◆ Exercise aim
Please pull out every line in the items below that contains the word "child", and copy each of those lines unchanged.

## START

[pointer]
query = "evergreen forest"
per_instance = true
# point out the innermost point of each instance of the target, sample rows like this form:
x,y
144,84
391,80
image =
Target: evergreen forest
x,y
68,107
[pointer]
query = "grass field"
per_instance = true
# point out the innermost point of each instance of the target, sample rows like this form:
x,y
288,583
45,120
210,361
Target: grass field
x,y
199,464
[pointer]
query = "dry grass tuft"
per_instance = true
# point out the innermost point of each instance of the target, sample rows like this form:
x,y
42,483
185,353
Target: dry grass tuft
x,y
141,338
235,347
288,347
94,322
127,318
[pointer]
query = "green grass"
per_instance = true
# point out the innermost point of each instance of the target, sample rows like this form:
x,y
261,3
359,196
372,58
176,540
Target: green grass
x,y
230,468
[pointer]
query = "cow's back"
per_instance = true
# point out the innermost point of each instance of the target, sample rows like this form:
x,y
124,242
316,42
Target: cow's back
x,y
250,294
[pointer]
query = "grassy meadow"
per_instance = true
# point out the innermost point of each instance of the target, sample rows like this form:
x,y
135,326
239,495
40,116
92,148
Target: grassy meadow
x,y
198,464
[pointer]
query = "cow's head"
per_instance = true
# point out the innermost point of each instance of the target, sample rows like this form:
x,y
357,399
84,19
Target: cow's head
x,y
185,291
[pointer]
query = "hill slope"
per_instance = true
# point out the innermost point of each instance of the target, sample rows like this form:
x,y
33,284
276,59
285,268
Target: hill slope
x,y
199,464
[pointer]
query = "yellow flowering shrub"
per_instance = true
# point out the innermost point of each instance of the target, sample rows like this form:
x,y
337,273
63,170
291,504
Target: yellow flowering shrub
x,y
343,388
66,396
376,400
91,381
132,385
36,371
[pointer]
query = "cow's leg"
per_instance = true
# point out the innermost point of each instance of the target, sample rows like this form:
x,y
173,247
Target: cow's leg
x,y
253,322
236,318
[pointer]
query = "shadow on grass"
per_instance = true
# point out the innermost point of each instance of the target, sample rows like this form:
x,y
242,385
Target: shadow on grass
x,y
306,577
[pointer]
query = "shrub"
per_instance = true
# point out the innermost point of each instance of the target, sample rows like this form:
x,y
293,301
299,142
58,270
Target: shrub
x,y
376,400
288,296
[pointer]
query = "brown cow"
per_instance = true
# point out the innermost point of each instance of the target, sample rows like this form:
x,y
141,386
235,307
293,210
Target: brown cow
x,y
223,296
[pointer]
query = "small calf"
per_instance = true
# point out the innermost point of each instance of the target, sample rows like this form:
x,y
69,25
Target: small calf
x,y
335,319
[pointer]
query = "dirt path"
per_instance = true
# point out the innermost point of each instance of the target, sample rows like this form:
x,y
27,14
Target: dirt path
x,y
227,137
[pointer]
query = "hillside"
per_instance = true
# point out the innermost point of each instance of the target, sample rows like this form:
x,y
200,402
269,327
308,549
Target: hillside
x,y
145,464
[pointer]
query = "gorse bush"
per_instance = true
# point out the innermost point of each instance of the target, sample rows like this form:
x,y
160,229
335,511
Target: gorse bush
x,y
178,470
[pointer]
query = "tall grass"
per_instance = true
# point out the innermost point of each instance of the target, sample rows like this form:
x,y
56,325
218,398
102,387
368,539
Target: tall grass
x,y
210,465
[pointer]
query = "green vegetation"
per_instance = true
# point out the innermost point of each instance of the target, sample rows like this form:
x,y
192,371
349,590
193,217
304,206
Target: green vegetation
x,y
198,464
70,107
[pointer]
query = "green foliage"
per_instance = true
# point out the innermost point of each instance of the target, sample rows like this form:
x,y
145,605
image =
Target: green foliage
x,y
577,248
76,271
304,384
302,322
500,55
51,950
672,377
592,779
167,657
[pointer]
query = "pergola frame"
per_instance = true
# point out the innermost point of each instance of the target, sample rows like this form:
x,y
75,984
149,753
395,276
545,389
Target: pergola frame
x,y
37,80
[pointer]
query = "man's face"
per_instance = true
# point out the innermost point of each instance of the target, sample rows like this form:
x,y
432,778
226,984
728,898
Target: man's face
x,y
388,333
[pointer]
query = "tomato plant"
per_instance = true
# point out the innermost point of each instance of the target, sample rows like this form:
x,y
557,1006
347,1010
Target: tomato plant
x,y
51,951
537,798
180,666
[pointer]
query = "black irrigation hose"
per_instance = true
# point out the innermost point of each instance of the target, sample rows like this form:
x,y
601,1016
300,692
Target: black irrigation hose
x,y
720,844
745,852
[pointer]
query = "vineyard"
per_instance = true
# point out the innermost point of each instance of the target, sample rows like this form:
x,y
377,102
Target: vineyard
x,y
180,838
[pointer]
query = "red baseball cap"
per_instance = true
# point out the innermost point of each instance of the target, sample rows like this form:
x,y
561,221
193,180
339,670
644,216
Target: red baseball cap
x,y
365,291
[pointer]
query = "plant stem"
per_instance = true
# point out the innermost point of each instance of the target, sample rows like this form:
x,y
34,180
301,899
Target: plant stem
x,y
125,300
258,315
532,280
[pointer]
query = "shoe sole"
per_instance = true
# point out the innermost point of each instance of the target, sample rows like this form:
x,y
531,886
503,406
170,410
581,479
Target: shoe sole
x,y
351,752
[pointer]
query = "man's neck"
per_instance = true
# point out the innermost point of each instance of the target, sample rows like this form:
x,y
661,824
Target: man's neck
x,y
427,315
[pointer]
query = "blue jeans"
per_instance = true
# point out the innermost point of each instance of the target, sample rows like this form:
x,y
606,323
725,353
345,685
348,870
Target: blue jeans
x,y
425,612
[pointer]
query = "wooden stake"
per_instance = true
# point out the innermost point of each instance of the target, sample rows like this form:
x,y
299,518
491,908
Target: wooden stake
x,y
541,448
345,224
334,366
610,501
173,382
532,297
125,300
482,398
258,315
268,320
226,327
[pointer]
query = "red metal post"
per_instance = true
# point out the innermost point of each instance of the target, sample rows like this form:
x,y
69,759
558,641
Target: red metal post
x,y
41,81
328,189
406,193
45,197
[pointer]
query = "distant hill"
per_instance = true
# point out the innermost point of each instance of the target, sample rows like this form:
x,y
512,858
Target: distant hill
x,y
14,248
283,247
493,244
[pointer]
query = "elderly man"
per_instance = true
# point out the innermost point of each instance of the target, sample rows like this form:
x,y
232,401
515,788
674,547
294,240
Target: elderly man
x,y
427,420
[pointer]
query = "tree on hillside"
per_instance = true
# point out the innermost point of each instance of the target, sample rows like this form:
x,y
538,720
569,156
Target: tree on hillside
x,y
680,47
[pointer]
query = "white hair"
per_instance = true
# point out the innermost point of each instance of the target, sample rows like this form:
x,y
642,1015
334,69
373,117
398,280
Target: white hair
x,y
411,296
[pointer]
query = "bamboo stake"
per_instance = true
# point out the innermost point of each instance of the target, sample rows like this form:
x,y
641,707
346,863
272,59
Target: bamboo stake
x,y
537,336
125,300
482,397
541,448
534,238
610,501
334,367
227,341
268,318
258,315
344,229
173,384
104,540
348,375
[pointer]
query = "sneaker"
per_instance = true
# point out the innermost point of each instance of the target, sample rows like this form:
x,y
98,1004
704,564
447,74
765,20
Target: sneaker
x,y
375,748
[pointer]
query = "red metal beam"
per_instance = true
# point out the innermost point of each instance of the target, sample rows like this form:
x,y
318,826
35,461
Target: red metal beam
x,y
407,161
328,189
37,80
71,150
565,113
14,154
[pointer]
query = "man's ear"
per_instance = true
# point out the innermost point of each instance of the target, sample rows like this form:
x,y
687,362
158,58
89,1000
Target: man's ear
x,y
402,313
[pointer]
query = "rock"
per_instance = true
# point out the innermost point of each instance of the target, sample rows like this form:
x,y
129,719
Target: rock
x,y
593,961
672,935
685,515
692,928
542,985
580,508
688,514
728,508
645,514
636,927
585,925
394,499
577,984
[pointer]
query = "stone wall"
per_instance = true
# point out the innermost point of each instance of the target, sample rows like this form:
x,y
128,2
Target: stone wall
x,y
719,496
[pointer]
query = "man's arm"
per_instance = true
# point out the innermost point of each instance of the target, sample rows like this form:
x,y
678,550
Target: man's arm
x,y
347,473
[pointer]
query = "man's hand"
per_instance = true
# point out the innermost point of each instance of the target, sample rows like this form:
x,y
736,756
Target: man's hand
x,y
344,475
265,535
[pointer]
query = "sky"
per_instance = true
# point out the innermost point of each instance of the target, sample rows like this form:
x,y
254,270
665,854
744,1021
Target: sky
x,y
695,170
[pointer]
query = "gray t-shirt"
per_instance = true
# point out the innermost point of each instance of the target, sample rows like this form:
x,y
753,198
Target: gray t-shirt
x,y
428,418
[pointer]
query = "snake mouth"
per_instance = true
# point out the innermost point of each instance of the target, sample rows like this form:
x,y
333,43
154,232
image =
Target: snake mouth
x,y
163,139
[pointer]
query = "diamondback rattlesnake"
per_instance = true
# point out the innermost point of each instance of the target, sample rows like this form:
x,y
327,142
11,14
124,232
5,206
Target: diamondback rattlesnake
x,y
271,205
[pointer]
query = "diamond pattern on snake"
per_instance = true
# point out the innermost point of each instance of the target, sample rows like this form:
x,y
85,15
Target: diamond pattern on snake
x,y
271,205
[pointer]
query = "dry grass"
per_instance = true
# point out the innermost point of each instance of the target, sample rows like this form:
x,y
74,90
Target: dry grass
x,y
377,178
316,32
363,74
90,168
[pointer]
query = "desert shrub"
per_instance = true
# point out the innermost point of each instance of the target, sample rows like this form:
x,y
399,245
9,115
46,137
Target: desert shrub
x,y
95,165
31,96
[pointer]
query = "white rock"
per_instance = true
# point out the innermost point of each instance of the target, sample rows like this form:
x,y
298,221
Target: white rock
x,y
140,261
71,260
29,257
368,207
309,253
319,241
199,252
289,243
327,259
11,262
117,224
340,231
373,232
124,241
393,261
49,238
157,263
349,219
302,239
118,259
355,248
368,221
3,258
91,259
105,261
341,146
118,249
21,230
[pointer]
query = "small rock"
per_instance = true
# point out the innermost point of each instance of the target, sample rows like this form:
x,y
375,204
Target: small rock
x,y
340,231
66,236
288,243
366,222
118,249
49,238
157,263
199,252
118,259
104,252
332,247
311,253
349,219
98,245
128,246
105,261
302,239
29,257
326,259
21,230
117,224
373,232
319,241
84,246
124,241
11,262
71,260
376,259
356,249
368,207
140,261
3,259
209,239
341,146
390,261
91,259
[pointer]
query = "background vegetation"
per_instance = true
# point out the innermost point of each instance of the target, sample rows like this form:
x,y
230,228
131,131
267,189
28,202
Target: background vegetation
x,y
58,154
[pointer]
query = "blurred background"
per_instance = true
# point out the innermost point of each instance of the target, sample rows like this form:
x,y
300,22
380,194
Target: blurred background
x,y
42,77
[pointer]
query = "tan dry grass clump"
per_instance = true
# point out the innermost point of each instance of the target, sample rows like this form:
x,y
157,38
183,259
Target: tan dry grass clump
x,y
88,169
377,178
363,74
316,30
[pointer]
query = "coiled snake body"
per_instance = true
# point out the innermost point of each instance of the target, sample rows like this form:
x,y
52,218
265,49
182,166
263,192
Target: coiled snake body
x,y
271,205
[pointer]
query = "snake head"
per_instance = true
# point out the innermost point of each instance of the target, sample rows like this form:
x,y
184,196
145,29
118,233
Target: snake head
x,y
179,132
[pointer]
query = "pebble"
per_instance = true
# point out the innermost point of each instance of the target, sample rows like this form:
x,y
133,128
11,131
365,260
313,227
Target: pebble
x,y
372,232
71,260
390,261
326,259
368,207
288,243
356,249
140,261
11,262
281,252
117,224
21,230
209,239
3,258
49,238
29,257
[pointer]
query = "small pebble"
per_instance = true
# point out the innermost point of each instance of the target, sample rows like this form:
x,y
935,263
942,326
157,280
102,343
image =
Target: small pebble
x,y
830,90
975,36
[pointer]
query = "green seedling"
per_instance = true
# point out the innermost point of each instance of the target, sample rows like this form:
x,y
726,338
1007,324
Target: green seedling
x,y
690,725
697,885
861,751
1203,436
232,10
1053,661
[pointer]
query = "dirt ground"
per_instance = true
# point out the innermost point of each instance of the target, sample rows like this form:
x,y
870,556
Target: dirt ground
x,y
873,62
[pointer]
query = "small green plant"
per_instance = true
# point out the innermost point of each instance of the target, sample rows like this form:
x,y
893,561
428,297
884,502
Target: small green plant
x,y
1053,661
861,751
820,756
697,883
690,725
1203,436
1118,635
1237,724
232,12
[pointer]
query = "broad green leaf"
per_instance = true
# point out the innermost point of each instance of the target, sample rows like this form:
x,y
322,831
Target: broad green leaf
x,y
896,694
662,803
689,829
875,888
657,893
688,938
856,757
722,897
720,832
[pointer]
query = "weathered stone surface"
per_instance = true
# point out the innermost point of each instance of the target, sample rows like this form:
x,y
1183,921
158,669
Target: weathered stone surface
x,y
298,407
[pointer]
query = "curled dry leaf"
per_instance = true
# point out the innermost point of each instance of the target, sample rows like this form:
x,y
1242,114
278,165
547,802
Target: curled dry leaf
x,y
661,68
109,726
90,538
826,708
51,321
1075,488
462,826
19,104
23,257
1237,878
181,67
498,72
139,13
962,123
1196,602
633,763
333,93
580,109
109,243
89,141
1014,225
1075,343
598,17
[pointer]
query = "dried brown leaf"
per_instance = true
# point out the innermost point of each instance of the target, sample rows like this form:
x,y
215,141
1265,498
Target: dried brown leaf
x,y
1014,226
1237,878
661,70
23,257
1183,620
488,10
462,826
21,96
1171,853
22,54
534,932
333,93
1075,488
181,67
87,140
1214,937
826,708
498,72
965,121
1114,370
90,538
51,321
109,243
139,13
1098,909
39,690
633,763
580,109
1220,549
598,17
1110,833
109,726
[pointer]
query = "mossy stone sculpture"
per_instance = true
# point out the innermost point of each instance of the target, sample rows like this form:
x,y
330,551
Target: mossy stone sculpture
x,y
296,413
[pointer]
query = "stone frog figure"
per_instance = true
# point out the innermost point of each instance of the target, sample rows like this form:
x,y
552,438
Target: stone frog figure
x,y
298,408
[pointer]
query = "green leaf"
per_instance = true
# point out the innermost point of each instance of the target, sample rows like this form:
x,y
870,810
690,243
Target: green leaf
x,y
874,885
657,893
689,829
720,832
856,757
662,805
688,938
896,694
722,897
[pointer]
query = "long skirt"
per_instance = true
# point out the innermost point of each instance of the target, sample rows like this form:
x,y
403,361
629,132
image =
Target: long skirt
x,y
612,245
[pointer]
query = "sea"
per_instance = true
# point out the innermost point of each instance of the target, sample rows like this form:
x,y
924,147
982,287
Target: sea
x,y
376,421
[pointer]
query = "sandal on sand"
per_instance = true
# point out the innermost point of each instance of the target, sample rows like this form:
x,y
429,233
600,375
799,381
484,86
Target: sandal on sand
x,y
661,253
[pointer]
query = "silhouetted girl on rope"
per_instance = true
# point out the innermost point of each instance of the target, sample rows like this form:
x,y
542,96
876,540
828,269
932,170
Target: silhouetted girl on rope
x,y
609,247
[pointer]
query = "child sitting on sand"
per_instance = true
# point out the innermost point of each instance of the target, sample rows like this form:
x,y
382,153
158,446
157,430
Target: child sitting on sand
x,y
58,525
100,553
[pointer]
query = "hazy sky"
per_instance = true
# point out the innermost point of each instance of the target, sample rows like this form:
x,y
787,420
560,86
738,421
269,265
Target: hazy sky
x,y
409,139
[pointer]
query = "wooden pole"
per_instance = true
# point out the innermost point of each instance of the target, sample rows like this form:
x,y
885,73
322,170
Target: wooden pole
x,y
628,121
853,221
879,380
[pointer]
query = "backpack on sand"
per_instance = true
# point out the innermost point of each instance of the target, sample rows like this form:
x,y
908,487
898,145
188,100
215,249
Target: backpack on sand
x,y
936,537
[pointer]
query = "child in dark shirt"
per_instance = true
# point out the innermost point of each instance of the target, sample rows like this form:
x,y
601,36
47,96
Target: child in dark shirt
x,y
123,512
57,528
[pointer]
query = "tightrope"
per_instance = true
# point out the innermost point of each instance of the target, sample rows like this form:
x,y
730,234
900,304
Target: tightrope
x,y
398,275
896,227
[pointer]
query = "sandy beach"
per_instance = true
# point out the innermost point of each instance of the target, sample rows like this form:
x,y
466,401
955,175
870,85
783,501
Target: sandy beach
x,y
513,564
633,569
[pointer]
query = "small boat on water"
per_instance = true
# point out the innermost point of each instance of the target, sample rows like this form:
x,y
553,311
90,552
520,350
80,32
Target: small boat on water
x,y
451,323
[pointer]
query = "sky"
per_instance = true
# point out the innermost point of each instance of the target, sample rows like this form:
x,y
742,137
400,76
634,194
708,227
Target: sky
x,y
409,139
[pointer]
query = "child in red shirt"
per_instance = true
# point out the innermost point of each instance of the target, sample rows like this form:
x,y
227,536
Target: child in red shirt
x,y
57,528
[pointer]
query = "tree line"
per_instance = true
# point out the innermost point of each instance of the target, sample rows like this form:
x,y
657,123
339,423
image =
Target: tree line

## END

◆ Response to this task
query = "child sitting on sand"
Target: child sitting on sand
query = "child in dark shirt"
Target: child in dark shirt
query = "child in red shirt"
Target: child in red shirt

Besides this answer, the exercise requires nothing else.